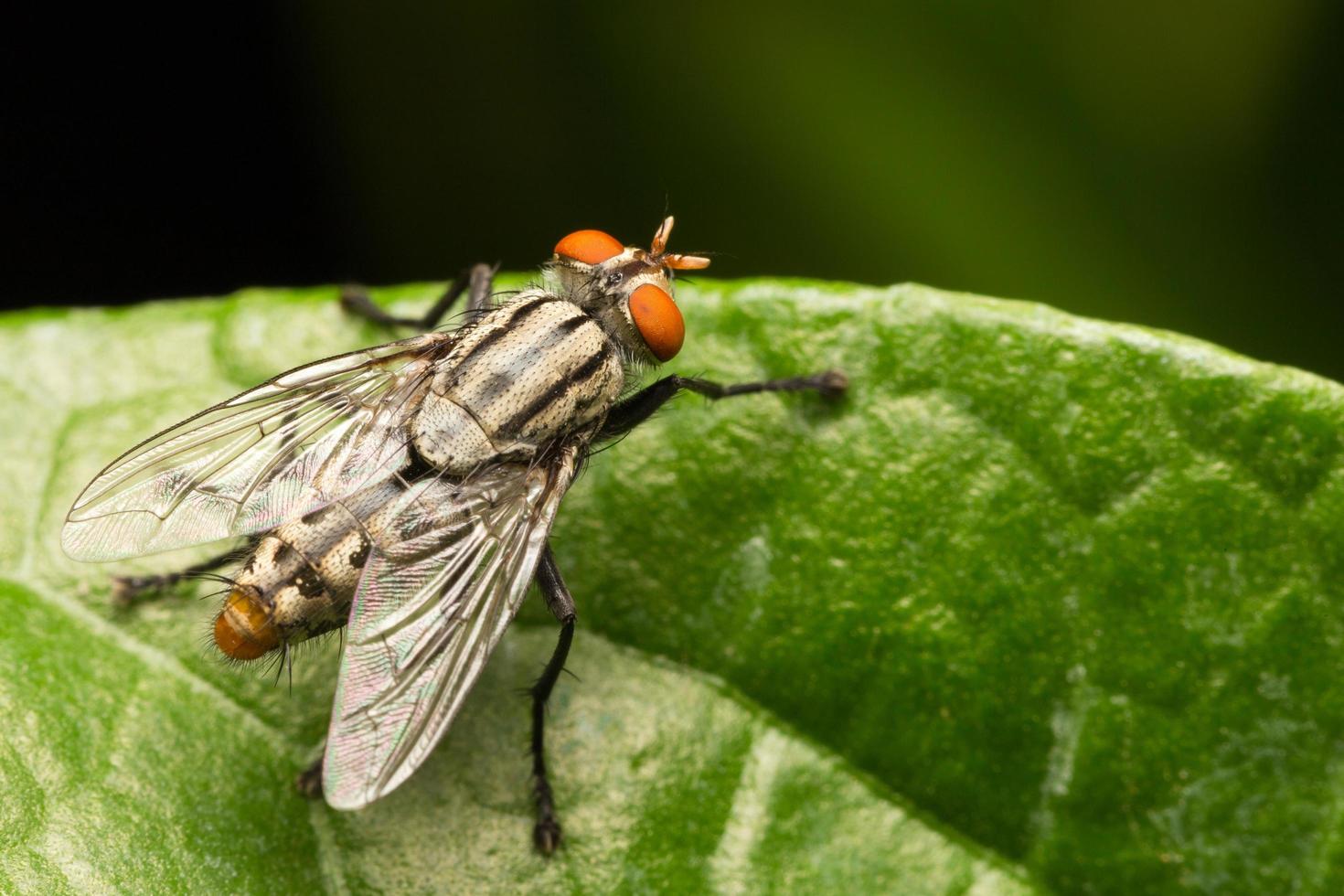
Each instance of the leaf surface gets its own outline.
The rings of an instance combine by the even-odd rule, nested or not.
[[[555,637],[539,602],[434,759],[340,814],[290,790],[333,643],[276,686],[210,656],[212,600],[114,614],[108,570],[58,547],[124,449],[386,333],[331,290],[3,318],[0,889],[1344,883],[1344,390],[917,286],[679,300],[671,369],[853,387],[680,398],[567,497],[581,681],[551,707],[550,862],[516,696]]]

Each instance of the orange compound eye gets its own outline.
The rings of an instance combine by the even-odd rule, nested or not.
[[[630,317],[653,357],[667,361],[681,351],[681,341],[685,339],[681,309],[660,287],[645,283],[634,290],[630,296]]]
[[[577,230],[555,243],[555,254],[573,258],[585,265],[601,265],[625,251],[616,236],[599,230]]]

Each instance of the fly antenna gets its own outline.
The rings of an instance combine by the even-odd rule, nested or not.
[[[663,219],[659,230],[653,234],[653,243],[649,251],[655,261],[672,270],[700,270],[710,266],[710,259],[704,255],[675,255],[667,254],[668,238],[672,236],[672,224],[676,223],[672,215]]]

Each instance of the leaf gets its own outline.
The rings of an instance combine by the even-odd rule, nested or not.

* _GIVEN PROBLEM_: Swap every occurrence of "gets its own outline" in the data above for "is traced separately" and reproduce the data with nothing else changed. Leave the pictures out.

* _WRITTEN ANSWER_:
Each instance of the leaf surface is traced separately.
The rings of an instance combine by the even-odd rule, nested or not.
[[[555,637],[539,602],[434,759],[340,814],[290,790],[333,643],[276,686],[210,656],[212,600],[114,614],[108,570],[58,547],[124,449],[386,333],[331,290],[3,318],[0,889],[1344,883],[1344,390],[917,286],[679,300],[671,369],[853,387],[680,398],[567,497],[581,681],[551,707],[550,862],[516,696]]]

Each instance of the orange compound eye is traced separately.
The rings of an instance combine by the even-odd rule, nested or not.
[[[630,317],[653,357],[667,361],[681,351],[681,341],[685,339],[681,309],[660,287],[645,283],[634,290],[630,296]]]
[[[577,230],[555,243],[555,254],[573,258],[585,265],[601,265],[625,251],[616,236],[599,230]]]

Each instance of the fly antenna is traced separately.
The rings of an instance combine by the even-odd rule, nested or not.
[[[663,219],[659,230],[653,234],[653,243],[649,251],[655,261],[672,270],[700,270],[710,266],[710,259],[704,255],[675,255],[667,254],[668,238],[672,236],[672,224],[676,223],[672,215]]]

Each instance of the leaf is traced separately.
The rings of an instance combine by the even-odd rule, nested or not.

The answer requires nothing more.